> **Exercise brief**:
Give again the line that contains "In the photo above, where can the dirt", plus every line after it to the end of the records, unchanged.

> **Source records**:
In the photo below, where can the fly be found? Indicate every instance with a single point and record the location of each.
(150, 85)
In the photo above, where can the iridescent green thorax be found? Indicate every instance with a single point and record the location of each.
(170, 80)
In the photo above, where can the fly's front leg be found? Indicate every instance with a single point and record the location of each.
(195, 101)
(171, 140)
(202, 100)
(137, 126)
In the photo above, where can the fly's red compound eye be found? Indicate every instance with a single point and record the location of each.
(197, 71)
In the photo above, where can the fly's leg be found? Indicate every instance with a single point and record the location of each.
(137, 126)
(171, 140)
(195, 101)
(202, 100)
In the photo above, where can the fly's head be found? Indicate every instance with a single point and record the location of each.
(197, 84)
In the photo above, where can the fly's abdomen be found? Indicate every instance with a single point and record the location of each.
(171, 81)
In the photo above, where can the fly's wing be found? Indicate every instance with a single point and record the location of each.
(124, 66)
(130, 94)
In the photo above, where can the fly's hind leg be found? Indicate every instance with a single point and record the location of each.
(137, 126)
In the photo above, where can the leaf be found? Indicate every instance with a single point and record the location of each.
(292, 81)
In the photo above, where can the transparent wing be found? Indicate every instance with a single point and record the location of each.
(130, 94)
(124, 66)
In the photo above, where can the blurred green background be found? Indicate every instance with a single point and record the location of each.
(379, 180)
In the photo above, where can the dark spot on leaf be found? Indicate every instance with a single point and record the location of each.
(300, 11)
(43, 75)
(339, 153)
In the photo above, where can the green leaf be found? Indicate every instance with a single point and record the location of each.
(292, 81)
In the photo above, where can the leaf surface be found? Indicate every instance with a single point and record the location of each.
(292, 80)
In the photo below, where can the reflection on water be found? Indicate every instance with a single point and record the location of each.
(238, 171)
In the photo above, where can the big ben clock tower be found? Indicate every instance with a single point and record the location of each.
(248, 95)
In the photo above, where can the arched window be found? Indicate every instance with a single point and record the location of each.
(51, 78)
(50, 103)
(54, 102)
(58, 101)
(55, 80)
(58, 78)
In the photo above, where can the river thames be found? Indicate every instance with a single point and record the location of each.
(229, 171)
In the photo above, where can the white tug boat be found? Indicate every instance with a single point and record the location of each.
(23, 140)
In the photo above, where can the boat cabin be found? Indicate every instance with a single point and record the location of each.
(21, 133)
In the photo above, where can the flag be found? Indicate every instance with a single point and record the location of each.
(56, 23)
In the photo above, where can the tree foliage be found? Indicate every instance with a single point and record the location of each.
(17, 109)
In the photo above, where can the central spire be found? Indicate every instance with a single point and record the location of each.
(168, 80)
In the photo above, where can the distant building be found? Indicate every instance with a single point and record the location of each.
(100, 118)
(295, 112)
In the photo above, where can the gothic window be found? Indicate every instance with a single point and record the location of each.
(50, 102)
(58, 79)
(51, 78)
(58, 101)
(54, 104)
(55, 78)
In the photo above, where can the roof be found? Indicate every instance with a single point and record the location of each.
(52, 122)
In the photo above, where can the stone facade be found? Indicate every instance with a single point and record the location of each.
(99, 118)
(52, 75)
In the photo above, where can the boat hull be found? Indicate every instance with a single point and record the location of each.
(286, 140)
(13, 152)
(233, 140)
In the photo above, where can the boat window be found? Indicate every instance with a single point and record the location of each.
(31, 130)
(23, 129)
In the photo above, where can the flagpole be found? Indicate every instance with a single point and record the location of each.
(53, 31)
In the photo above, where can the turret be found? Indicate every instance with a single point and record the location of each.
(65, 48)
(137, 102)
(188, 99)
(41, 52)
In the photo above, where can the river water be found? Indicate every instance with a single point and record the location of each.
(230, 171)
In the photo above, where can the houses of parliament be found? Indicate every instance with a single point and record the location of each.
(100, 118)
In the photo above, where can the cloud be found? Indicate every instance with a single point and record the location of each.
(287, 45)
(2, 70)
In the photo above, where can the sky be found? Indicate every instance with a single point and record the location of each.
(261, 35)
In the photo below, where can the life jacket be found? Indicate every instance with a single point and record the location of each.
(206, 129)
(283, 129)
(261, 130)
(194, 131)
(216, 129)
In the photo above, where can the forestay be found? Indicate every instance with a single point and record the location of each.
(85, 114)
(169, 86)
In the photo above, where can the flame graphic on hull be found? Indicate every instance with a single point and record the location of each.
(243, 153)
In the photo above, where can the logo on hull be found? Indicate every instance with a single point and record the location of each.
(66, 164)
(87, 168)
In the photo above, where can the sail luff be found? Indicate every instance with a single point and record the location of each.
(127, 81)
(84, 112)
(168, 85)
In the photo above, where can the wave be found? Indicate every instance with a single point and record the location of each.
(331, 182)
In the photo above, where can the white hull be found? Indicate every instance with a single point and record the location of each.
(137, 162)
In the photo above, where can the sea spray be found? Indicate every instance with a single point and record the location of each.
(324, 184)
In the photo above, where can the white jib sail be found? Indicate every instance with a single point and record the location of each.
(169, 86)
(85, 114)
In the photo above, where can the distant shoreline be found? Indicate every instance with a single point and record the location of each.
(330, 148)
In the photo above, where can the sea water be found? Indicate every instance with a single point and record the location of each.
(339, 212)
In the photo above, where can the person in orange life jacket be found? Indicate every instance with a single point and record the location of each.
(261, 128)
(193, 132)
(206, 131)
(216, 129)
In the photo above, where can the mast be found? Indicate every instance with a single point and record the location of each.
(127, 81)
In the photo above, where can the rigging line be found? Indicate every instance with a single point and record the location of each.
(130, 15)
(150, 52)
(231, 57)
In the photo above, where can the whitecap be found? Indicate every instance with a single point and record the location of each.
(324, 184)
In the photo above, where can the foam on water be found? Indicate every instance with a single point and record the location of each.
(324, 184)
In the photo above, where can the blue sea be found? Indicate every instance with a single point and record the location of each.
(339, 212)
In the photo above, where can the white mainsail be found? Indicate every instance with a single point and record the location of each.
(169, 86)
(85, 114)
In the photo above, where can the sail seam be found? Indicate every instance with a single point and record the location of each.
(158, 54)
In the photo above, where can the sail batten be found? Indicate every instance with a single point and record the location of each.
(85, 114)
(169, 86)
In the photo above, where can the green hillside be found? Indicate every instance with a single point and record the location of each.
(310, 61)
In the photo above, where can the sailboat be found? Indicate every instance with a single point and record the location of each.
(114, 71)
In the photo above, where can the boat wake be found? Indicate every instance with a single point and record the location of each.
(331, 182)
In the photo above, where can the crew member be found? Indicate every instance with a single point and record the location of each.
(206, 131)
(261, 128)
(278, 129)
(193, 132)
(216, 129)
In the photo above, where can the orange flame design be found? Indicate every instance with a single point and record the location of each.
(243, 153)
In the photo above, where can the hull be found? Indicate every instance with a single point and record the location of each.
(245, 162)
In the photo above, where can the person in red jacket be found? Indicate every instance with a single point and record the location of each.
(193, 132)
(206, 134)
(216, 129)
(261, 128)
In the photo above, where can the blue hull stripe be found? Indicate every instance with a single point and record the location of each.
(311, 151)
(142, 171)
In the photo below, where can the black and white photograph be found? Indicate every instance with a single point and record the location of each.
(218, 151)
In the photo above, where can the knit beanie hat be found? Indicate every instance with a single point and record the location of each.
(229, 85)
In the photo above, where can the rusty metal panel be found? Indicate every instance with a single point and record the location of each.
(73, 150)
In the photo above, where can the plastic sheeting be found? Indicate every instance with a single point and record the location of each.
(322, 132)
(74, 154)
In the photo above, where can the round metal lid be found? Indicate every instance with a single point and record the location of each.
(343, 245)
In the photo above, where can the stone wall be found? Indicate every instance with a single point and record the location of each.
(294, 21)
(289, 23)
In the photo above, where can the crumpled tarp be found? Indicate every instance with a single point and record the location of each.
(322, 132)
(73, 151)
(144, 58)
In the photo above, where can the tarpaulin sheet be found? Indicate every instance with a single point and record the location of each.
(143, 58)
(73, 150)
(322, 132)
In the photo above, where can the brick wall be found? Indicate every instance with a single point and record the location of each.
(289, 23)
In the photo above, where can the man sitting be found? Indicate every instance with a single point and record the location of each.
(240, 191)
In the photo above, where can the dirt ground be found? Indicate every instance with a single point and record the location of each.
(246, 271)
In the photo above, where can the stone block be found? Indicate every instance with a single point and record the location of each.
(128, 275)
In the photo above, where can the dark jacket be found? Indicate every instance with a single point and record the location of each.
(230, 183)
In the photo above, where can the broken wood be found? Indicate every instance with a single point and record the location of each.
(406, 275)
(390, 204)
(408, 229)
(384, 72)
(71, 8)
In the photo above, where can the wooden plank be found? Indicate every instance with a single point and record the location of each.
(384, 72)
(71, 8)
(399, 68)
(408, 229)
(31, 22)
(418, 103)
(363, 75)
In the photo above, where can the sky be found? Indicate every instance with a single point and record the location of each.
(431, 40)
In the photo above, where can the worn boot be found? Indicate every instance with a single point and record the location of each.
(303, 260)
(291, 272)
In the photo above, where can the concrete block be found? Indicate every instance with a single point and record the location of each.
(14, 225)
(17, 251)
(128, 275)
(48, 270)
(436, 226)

> **Response below**:
In the photo above, where can the dirt ground be found? Indicate every instance with a single point and record the location of each.
(246, 271)
In the photo above, where can the stone block be found? Indicate every instance with a single point and record the location of each.
(128, 275)
In the photo above, where can the dark jacket be found? Indicate every instance with a single point and record the location of each.
(230, 183)
In the photo above, where can the broken wood be found? Indicate every instance with a single point and record the location of each.
(406, 275)
(390, 204)
(408, 229)
(384, 72)
(71, 8)
In the photo above, where can the wooden plank be found? Indicate every instance with a single point and record the location of each.
(384, 72)
(71, 8)
(399, 68)
(408, 229)
(31, 22)
(418, 103)
(363, 75)
In the photo above, where can the sky be found? Indicate every instance with a single point and record the location of each.
(431, 40)
In the photo above, where can the worn boot be found? Indicate every instance with a single point and record the location of each.
(303, 260)
(291, 272)
In the photo above, where can the concrete block be found? Indicate every instance with a single point and record the location of each.
(14, 225)
(17, 251)
(128, 275)
(48, 270)
(436, 226)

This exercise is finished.